* _Extract_:
# Fellowship



## Andrew P.C. (Mar 31, 2007)

When I was watching [ame=http://youtube.com/watch?v=0nPPp30ebkA]this[/ame] video it honestly made me sad. It reminded me of my disobedience to fellowship with believers.( I do feelowship sometimes, but I have no believing friends my age, that share the convictionas i do... is it wrong to not want to be with those people all the time, since they are believers?)

I do go to a wonderful local church. Its just hard to be there when I'm the only one my age. Everyone else is either extremely younger, or older. Reno is a tough one when it comes to finding true faith. There are other believers out here my age, but they go to those "mega" churches. I would still like to fellowship with them. Its hard to see people my age go after their own emotions then after the living God.

I'm not looking for a pity party.... I just want to know if there are people who have gone through these things before? Could anyone help?


----------



## Dieter Schneider (Mar 31, 2007)

Andrew P.C. said:


> When I was watching this video it honestly made me sad. It reminded me of my disobedience to fellowship with believers.( I do feelowship sometimes, but I have no believing friends my age, that share the convictionas i do... is it wrong to not want to be with those people all the time, since they are believers?)
> 
> I do go to a wonderful local church. Its just hard to be there when I'm the only one my age. Everyone else is either extremely younger, or older. Reno is a tough one when it comes to finding true faith. There are other believers out here my age, but they go to those "mega" churches. I would still like to fellowship with them. Its hard to see people my age go after their own emotions then after the living God.

* _Stated task 1_:
Please output the part of the listing that opens with the line containing "detect_objects — Locates the specified knit" and runs through the end of the listing, both included, as a numbered list with blank lines omitted.

* _Task input_:

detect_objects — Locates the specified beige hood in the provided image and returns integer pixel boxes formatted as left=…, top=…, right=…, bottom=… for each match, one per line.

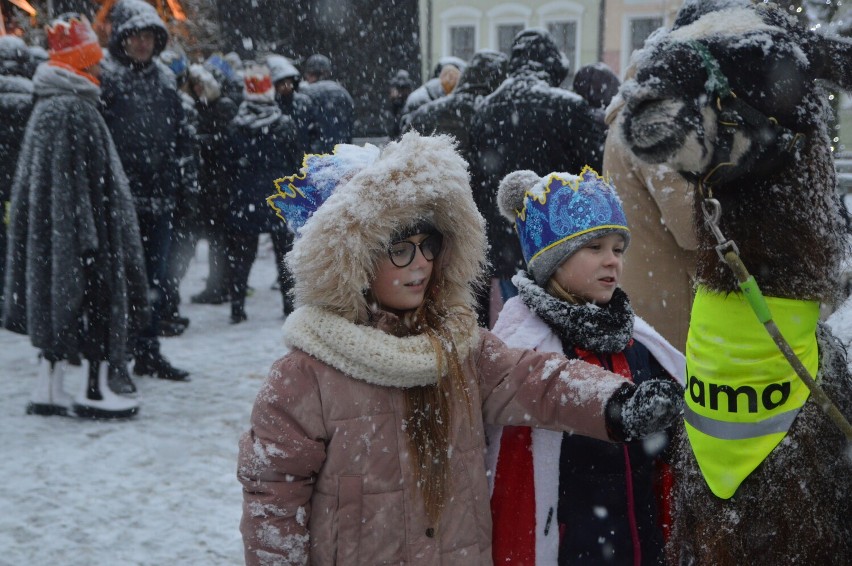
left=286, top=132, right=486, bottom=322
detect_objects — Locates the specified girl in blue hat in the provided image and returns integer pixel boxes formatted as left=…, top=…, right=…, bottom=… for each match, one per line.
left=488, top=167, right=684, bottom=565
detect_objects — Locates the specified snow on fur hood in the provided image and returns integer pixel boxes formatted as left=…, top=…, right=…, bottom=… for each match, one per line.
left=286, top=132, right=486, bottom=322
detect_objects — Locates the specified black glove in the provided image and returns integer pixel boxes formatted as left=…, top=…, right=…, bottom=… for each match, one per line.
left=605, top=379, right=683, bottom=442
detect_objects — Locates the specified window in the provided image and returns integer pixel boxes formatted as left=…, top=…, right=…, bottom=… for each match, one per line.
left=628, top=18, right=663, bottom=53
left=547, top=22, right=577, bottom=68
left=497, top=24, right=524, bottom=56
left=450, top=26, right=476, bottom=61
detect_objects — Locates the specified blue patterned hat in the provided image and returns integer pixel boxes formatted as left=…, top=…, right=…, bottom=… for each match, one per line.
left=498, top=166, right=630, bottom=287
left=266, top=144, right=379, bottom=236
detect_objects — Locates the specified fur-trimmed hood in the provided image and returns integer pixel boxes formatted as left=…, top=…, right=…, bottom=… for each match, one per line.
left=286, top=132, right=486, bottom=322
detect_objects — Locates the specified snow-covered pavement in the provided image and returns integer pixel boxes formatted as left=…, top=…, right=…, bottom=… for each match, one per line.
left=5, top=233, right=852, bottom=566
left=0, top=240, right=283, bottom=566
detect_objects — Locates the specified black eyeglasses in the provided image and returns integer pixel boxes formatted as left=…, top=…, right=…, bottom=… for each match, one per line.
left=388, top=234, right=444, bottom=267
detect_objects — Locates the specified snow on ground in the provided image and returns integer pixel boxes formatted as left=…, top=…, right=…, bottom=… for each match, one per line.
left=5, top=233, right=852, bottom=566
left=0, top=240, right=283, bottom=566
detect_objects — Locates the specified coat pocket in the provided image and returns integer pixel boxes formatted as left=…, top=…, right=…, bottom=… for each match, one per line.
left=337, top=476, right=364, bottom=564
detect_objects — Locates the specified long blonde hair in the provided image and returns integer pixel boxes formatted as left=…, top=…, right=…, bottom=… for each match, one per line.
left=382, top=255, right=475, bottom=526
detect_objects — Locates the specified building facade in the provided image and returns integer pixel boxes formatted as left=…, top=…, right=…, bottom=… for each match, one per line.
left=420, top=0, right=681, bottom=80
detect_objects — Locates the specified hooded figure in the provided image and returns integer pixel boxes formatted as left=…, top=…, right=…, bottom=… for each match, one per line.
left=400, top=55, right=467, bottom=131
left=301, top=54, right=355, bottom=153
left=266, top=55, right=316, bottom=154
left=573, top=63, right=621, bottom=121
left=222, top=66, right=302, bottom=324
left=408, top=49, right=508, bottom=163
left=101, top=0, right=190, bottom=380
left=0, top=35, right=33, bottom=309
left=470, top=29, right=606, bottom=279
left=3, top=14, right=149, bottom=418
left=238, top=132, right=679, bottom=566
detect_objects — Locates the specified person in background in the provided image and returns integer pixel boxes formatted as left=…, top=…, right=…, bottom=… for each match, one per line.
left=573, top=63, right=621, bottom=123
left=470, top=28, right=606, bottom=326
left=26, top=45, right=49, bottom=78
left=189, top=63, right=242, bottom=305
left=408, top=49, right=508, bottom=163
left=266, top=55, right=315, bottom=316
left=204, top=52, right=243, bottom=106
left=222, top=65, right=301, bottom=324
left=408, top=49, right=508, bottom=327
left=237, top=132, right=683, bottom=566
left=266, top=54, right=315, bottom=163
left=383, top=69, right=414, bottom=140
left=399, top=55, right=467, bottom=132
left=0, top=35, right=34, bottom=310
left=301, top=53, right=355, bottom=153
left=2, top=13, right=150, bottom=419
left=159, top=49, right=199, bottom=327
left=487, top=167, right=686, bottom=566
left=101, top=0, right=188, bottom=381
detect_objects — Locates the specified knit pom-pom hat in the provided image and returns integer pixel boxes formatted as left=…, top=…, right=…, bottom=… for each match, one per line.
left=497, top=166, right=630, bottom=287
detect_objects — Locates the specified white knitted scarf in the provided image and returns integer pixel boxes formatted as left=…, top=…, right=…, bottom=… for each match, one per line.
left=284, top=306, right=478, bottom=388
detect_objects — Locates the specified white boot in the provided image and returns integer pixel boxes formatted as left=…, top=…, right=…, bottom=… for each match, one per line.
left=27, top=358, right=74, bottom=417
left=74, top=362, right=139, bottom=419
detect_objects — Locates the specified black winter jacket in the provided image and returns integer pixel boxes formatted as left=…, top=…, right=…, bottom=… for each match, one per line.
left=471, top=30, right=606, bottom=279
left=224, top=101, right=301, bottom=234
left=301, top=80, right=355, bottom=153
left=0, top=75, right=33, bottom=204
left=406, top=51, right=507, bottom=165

* _Stated task 2_:
Write what comes next in the fellowship thread, picking up after its last line.

* _Final result 1_:
1. detect_objects — Locates the specified knit pom-pom hat in the provided image and returns integer pixel boxes formatted as left=…, top=…, right=…, bottom=… for each match, one per line.
2. left=497, top=166, right=630, bottom=287
3. detect_objects — Locates the specified white knitted scarf in the provided image and returns integer pixel boxes formatted as left=…, top=…, right=…, bottom=… for each match, one per line.
4. left=284, top=306, right=478, bottom=388
5. detect_objects — Locates the specified white boot in the provided image and returns integer pixel boxes formatted as left=…, top=…, right=…, bottom=… for each match, one per line.
6. left=27, top=358, right=74, bottom=417
7. left=74, top=362, right=139, bottom=419
8. detect_objects — Locates the specified black winter jacket in the provided image and returns integer pixel boxes formatted as left=…, top=…, right=…, bottom=… for each match, one per line.
9. left=471, top=30, right=606, bottom=279
10. left=224, top=101, right=301, bottom=234
11. left=301, top=80, right=355, bottom=153
12. left=0, top=75, right=33, bottom=204
13. left=406, top=51, right=507, bottom=165

* _Final result 2_:
> 
> I'm not looking for a pity party.... I just want to know if there are people who have gone through these things before? Could anyone help?




Well - I know nothing about you but your concern tells me something about the degree of your maturity - which is commendable. I would urge you to look at 1. Peter 2:1f.: Christians are bred, fed and led by the Word! 
Your situation is not unique and you may be a blessing and encouragement to older believers. I am not sure about the video clip - what is your view on it?


----------



## Andrew P.C. (Mar 31, 2007)

Dieter Schneider said:


> Well - I know nothing about you but your concern tells me something about the degree of your maturity - which is commendable. I would urge you to look at 1. Peter 2:1f.: Christians are bred, fed and led by the Word!
> Your situation is not unique and you may be a blessing and encouragement to older believers. I am not sure about the video clip - what is your view on it?



Well, the teaching in itself is good, but I saw all those people my age! Wish I could go to something like that. 

Someday I will.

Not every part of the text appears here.